### ЗАДАНИЕ 1
Как, согласно фрагменту текста, называлось последнее интервью Собчака, данное «Комсомолке»?

И тем не менее я верю: те, кто начинал у Собчака, выстоят. Его память не даст им переродиться, а помнят они его хорошо. Надо было обладать нечиновничьей смелостью, чтобы опираться в начале девяностых на умного еврейского мальчика Маневича и немца Грефа, на радикала Чубайса и выходца из ГБ Путина... Кстати, насчет Путина Собчаку сразу намекнули: этот человек будет вас «пасти». Но Собчак ему поверил — и не ошибся. Он, кстати, очень не любил спекуляций на гебистском прошлом вице-мэра. И последнее интервью, он дал его «Комсомолке», называлось: «Стукачи президентами не становятся». Он понимал, что Путин — разведка, белая кость «конторы», а не стукач-осведомитель... И я отчетливо помню, как Толя, вообще ругавшийся очень редко, при мне выругался: это был чуть ли не единственный раз. Я его спросила: «А что, он действительно нанят за тобой следить, как говорят?» Он отмахнулся: «Говорят, и х... с ними».

Конечно, меня не может не раздражать, когда сегодня слово «силовик», а тем более «выходец из ГБ» становятся синонимами «государственника», «хозяйственника», «патриота»... Вышел из конторы — значит, по определению честен: ну куда это годится! Но у Путина хватит здравого смысла не верить тем, кто навязывает стране подобное мышление...

Собчак в нем именно эту надежность и увидел, он вообще в людях разбирался неплохо. Когда его ясно и недвусмысленно «заказали», конкуренцию Собчаку на выборах согласился составить один Яковлев. Между прочим, предлагали всем его замам: и Кудрину, и Путину в том числе... Отказались наотрез. Яковлев — человек, с самого начала вызывавший у меня необъяснимую антипатию, словно какой-то черный экран стоял вокруг него. Я спросила мужа: кто этот длинный рядом с тобой? Он ответил: мой новый зам, хозяйственник, бывший завхоз Таврического дворца. Я сказала: Толя, от него добра не будет. Он разозлился: слушай, что за бабские предрассудки! И Яковлев оказался единственным, кто согласился на предательство. То есть, собственно говоря, для порядку он посопротивлялся. Но потом ему предъявили то, что «на него» было... И он согласился. Человека ведь вообще очень легко шантажировать, когда на него столько всего... Точно так же его обработали в декабре девяносто девятого, когда требовалось развалить «Отечество — Всю Россию»... Обратите внимание, выборы были в июне, а еще в апреле Яковлева-кандидата никто не принимал всерьез! Он и победил-то в результате банального вброса, впервые тогда опробованного. Это уж теперь вброс широко практикуется по всей России, — есть у меня, например, основания полагать, что так же было сейчас в Тюмени, где проиграл Рокецкий. Ничего не утверждаю, но могу предполагать.

### ЗАДАНИЕ 2
Отредактируйте все строки разметки областей ниже: замените «terminal» на «passenger terminal», все прочее оставьте без изменений. Изображения в ответ не включайте.

[Строки разметки областей]
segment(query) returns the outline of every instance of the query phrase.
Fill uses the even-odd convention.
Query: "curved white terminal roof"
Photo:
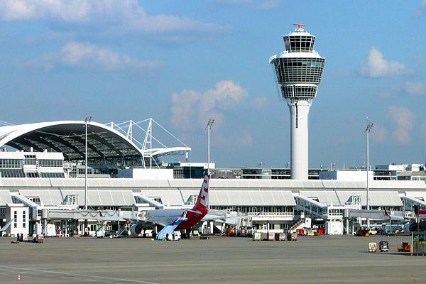
[[[0,147],[9,146],[29,152],[62,152],[66,160],[84,158],[83,121],[60,121],[0,127]],[[90,160],[143,157],[143,153],[124,135],[104,124],[89,123],[88,153]]]

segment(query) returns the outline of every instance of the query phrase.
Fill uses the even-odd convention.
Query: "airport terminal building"
[[[120,231],[147,211],[193,205],[207,164],[165,163],[163,156],[190,148],[154,148],[149,124],[141,143],[132,126],[65,121],[0,127],[0,234]],[[239,172],[213,171],[209,207],[218,217],[202,224],[209,233],[226,226],[276,232],[317,226],[342,234],[354,233],[366,217],[403,224],[413,218],[413,205],[426,208],[426,183],[417,178],[373,180],[369,172],[366,210],[366,171],[327,170],[304,180],[263,178],[261,170],[261,178],[215,173]]]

### РЕШЕНИЕ 1
«Стукачи президентами не становятся».

### РЕШЕНИЕ 2
segment(query) returns the outline of every instance of the query phrase.
Fill uses the even-odd convention.
Query: "curved white passenger terminal roof"
Photo:
[[[0,147],[9,146],[29,152],[62,152],[66,160],[84,158],[83,121],[60,121],[0,127]],[[90,160],[143,157],[143,153],[124,135],[104,124],[89,123],[88,153]]]

segment(query) returns the outline of every instance of the query phrase.
Fill uses the even-odd convention.
Query: "airport passenger terminal building"
[[[120,231],[147,211],[193,205],[207,164],[165,163],[163,156],[190,148],[154,148],[149,124],[141,143],[132,126],[65,121],[0,127],[0,234]],[[239,172],[213,171],[209,207],[218,217],[202,224],[209,233],[226,226],[276,232],[317,226],[342,234],[354,233],[366,217],[403,224],[413,218],[413,205],[426,208],[426,183],[417,178],[373,180],[369,172],[366,210],[366,171],[327,170],[304,180],[263,178],[261,170],[261,178],[215,173]]]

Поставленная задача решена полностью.